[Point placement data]
▼▼▼

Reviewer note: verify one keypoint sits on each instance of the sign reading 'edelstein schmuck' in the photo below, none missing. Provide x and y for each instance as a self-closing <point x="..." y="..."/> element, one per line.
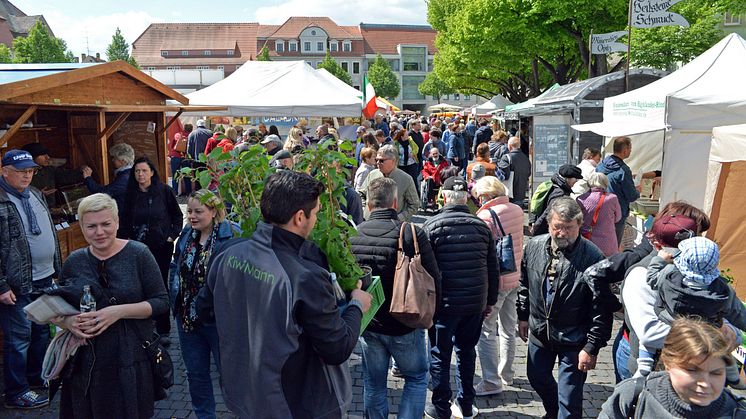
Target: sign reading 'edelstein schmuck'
<point x="654" y="13"/>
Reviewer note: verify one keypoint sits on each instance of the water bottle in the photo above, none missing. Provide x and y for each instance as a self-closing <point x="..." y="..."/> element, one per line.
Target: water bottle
<point x="87" y="302"/>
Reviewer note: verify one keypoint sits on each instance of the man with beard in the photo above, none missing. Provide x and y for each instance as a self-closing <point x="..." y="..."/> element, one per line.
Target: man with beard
<point x="560" y="310"/>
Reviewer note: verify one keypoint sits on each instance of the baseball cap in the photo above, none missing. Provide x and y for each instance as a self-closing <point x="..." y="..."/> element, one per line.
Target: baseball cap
<point x="20" y="159"/>
<point x="455" y="183"/>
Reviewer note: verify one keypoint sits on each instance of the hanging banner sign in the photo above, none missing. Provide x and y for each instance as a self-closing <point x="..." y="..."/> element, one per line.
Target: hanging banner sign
<point x="604" y="43"/>
<point x="654" y="13"/>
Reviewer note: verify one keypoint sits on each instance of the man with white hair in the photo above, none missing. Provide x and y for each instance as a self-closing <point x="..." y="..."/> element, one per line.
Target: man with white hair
<point x="465" y="251"/>
<point x="197" y="140"/>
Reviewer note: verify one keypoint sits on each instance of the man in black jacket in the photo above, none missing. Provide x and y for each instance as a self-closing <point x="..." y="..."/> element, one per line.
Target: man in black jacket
<point x="376" y="246"/>
<point x="563" y="310"/>
<point x="465" y="251"/>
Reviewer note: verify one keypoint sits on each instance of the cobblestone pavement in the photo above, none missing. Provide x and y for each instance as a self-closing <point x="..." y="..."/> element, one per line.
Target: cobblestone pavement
<point x="517" y="401"/>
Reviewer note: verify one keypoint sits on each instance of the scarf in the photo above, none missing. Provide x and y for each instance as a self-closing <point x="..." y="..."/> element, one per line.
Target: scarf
<point x="26" y="203"/>
<point x="193" y="272"/>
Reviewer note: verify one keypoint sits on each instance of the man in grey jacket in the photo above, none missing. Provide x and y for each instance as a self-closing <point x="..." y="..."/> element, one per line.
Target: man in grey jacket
<point x="284" y="343"/>
<point x="29" y="259"/>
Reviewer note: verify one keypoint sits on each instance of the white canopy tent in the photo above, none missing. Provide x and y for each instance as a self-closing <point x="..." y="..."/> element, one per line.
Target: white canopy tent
<point x="280" y="88"/>
<point x="678" y="113"/>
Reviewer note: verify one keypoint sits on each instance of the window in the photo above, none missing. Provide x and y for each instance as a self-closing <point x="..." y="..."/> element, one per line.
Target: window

▲▲▲

- **Requirement**: Render all of the data above as a numbered list, skipping any blank lines. Leave the pictures out.

- **Solution to this problem**:
1. Reviewer note: verify one keypoint sits on each instance of the sign reading 'edelstein schmuck' in the photo below, none missing. Provide x and y for each instance as a self-closing <point x="..." y="..."/> element, one per line.
2. Target: sign reading 'edelstein schmuck'
3. <point x="654" y="13"/>
4. Reviewer note: verify one keypoint sits on each instance of the water bottle in the photo above, none missing. Provide x and y for each instance as a self-closing <point x="..." y="..."/> element, one per line.
5. Target: water bottle
6. <point x="87" y="302"/>
7. Reviewer note: verify one keypoint sits on each instance of the man with beard in the photo above, none missing. Provide x and y for each instance as a self-closing <point x="..." y="..."/> element, one per line.
8. Target: man with beard
9. <point x="560" y="310"/>
10. Reviewer note: verify one keypoint sits on each instance of the baseball cap in the photo above, none missing. Provide x and y for each instance as a self-closing <point x="..." y="..."/> element, one per line.
11. Target: baseball cap
12. <point x="20" y="159"/>
13. <point x="455" y="183"/>
14. Reviewer note: verify one keypoint sits on each instance of the hanging banner sign in the photo above, none missing. Provide x and y for each instance as a self-closing <point x="..." y="..."/> element, one per line.
15. Target: hanging banner sign
16. <point x="604" y="43"/>
17. <point x="654" y="13"/>
18. Reviewer note: verify one keypoint sits on each instance of the man with white hair in the photo above, none missing. Provide x and y for each instance as a self-closing <point x="..." y="..."/> element, one per line.
19. Target: man with white hair
20. <point x="465" y="251"/>
21. <point x="197" y="140"/>
22. Reviewer note: verify one keypoint sits on each instance of the man in black jacket in the photo above, none missing. Provide x and y for each instance as a self-closing <point x="..." y="..."/> element, one per line.
23. Target: man in black jacket
24. <point x="376" y="246"/>
25. <point x="563" y="310"/>
26. <point x="465" y="251"/>
27. Reviewer note: verify one keypoint sits on each instance of the cobblestone pavement in the photo above, none missing. Provide x and y for each instance as a self-closing <point x="..." y="..."/> element, one per line.
28. Target: cobblestone pavement
29. <point x="517" y="401"/>
30. Reviewer note: verify one keypoint sits on each instance of the scarf in the photo above, none missing. Provide x and y for each instance as a self-closing <point x="..." y="..."/> element, one per line.
31. Target: scarf
32. <point x="26" y="203"/>
33. <point x="193" y="272"/>
34. Reviewer note: verify one keypoint sits on each instance of the man in grey jacket in the photo above, none missing. Provide x and y for each instance as a self-closing <point x="..." y="..."/> element, one per line.
35. Target: man in grey jacket
36. <point x="284" y="343"/>
37. <point x="29" y="259"/>
38. Reviewer note: verify one keypoint sits on each instance of the white canopy tent in the photo above, none missing. Provide x and y for each instance as a self-closing <point x="..." y="..."/> element, one per line.
39. Target: white canopy tent
40. <point x="280" y="88"/>
41. <point x="678" y="113"/>
42. Reviewer note: verify one keypoint sits on each instance of the window in the photo above, none missing. Provide x and y for each instance as a self-closing <point x="..." y="..."/> element, one per line.
43. Target: window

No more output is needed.